**WORK TO COMPLETE**
Copy out the listing below line for line, keeping every character unchanged.

**RECORDS FOR PROCESSING**
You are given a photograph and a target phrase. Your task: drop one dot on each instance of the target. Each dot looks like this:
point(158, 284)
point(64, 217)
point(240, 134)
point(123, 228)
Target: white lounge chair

**REPLY**
You are given a photograph and a target phrase. Your task: drop one dot on each instance of the target. Each dot looks like this:
point(158, 284)
point(64, 217)
point(240, 134)
point(123, 228)
Target: white lounge chair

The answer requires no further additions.